__EXERCISE OBJECTIVE__: Reproduce the first line of the entries that follow and each later line, word for word, ending with the one containing "The locate routine indicates the green leafy".

__Natural language region descriptions__:
____________________

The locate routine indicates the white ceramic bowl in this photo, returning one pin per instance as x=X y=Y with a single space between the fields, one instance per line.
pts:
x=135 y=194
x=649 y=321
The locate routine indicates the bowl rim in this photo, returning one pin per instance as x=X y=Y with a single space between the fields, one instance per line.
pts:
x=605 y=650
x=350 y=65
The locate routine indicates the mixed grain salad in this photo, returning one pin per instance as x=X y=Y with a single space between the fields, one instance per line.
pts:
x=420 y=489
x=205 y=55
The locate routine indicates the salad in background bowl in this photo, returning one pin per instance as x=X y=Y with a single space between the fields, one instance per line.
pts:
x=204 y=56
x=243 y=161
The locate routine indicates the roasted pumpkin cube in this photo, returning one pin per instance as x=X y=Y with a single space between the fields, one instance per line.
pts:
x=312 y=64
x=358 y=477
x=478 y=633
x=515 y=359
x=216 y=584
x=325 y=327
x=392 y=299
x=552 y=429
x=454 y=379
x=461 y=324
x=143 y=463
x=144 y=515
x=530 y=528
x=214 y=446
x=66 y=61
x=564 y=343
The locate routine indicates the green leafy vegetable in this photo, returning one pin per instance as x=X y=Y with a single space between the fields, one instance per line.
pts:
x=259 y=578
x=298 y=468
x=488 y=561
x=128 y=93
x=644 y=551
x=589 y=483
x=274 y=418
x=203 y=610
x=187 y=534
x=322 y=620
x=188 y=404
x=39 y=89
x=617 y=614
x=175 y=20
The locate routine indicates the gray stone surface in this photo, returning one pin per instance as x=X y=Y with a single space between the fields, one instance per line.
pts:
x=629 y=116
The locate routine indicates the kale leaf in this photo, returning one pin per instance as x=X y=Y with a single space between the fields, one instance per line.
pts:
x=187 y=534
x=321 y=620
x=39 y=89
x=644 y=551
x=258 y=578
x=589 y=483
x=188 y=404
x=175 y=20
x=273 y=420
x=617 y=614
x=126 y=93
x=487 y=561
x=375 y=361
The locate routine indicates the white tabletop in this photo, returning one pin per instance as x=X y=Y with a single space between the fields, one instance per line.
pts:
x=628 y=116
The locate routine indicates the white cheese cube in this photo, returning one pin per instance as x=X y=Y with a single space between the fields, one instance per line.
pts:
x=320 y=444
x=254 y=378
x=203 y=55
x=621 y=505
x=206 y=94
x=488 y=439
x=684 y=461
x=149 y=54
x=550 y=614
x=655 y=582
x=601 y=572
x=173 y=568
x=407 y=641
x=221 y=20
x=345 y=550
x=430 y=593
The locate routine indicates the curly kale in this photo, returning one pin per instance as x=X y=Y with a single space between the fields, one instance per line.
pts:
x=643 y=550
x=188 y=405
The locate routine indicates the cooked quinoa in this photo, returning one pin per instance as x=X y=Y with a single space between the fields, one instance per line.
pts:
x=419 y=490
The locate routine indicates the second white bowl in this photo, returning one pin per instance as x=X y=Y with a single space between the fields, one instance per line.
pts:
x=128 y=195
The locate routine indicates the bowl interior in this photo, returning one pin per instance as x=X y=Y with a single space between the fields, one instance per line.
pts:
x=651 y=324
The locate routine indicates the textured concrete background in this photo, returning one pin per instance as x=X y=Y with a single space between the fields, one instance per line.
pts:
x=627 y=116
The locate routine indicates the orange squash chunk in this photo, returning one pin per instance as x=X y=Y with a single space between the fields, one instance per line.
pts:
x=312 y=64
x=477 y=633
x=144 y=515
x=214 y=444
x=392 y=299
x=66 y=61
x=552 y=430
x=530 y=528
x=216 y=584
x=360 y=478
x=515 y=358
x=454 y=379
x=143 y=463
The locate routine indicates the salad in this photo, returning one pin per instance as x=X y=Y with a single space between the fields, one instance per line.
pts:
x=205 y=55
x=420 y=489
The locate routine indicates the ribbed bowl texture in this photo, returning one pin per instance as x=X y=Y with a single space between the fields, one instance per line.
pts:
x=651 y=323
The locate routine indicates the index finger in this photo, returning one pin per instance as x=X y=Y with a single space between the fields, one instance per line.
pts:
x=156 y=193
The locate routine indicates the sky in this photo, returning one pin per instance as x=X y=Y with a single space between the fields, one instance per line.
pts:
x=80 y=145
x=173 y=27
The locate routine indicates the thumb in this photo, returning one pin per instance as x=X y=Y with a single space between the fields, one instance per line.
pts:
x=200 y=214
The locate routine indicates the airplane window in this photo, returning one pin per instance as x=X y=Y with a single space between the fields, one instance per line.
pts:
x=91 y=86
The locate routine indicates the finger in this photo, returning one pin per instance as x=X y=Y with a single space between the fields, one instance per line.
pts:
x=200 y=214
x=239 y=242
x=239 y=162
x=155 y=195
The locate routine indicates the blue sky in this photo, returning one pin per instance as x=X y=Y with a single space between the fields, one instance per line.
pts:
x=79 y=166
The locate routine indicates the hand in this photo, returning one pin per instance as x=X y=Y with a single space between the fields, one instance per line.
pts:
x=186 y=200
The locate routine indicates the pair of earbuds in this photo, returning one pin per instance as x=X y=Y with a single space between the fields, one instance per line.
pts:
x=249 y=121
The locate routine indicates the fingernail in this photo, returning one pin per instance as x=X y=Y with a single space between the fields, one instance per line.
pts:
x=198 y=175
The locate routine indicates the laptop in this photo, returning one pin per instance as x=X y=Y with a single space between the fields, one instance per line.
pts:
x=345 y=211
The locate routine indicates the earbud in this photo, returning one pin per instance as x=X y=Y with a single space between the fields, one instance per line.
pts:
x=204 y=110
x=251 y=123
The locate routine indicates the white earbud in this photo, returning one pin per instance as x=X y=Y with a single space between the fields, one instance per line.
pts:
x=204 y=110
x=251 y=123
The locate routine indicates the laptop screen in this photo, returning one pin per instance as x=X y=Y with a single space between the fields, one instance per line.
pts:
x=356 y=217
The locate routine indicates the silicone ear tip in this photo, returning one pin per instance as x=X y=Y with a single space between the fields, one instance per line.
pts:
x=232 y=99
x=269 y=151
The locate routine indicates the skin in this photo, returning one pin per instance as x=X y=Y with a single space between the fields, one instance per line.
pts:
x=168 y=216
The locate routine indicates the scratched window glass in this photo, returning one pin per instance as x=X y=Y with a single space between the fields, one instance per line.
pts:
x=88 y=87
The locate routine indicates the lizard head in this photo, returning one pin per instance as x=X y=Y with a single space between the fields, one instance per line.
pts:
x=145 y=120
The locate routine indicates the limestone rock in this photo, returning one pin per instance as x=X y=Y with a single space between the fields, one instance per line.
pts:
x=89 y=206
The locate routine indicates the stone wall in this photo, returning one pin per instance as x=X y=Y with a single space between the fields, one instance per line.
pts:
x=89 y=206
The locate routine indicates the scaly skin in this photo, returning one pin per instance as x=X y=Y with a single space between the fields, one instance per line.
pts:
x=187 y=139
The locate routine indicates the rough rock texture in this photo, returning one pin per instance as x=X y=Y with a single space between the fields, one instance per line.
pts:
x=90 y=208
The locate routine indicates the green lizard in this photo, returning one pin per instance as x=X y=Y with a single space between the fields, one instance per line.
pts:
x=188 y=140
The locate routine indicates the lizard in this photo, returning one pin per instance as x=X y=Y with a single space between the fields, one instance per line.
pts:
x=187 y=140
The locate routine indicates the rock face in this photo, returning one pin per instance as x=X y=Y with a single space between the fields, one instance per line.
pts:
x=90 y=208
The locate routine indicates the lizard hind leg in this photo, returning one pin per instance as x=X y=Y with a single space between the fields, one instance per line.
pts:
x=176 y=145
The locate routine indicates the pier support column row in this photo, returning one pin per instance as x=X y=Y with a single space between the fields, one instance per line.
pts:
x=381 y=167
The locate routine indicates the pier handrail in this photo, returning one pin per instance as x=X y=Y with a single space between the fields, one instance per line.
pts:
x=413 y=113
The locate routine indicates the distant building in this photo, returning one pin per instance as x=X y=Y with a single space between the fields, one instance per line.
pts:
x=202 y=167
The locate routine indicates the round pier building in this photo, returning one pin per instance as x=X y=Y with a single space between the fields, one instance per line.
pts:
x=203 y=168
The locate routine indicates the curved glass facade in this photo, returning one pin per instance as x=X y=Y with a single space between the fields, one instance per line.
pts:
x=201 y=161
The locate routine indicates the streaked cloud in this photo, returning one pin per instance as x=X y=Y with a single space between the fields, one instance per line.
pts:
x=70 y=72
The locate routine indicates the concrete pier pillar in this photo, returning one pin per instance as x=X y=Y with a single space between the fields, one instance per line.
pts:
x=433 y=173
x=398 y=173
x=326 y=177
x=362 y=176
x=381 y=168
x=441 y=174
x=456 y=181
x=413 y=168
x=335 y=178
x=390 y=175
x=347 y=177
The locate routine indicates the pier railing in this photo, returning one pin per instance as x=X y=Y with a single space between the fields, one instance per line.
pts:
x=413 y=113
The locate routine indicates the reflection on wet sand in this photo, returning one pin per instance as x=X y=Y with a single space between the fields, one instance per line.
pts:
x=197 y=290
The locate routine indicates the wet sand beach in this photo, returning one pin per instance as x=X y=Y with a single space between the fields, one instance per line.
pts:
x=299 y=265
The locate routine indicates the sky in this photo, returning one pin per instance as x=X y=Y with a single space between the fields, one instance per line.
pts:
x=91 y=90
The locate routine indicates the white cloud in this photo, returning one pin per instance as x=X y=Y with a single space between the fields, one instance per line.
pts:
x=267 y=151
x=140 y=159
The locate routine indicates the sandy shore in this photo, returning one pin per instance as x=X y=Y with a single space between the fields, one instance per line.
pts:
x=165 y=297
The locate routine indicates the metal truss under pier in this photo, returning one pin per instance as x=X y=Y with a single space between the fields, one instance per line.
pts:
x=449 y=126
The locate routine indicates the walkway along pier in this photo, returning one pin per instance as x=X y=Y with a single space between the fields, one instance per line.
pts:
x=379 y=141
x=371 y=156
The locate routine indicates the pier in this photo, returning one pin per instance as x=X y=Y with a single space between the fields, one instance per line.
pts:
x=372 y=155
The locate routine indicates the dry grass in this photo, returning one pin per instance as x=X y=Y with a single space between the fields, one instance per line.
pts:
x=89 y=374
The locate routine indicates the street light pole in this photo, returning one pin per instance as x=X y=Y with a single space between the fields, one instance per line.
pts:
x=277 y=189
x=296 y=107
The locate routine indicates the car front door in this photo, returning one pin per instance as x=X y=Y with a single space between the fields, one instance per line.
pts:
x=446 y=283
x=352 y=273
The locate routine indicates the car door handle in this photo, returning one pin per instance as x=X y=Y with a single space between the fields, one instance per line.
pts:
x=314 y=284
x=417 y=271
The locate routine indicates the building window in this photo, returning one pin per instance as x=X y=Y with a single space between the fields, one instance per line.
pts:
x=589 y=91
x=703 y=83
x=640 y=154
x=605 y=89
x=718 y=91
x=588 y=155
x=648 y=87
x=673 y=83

____________________

__REPLY TO THE TASK__:
The locate routine indicates the white ceramic bowl in this photo, returning one pin per instance as x=X y=Y with a single space between the fields, one instance per line.
pts:
x=135 y=194
x=649 y=321
The locate routine indicates the bowl rim in this photo, returning one pin per instance as x=X y=Y with a single space between the fields, one instance per line.
pts:
x=605 y=650
x=350 y=65
The locate routine indicates the mixed grain salad in this photo, returning one pin per instance as x=X y=Y with a single space between the fields, one instance per line.
pts:
x=420 y=489
x=205 y=55
The locate routine indicates the salad in background bowl in this photo, returning one pin per instance as x=X y=Y with a single space between the fields, one instance per line.
pts:
x=204 y=56
x=243 y=161
The locate routine indicates the roasted pumpkin cube in this photo, returning one pin per instance as x=X y=Y with a single space between the fields, one instance per line.
pts:
x=312 y=64
x=358 y=477
x=478 y=633
x=515 y=359
x=216 y=584
x=325 y=327
x=392 y=299
x=552 y=429
x=454 y=379
x=461 y=324
x=143 y=463
x=144 y=515
x=530 y=528
x=214 y=446
x=66 y=61
x=564 y=343
The locate routine indicates the green leafy vegetable in this photo, returning one pin per instance as x=X y=Y with a single space between the fields, one instance per line.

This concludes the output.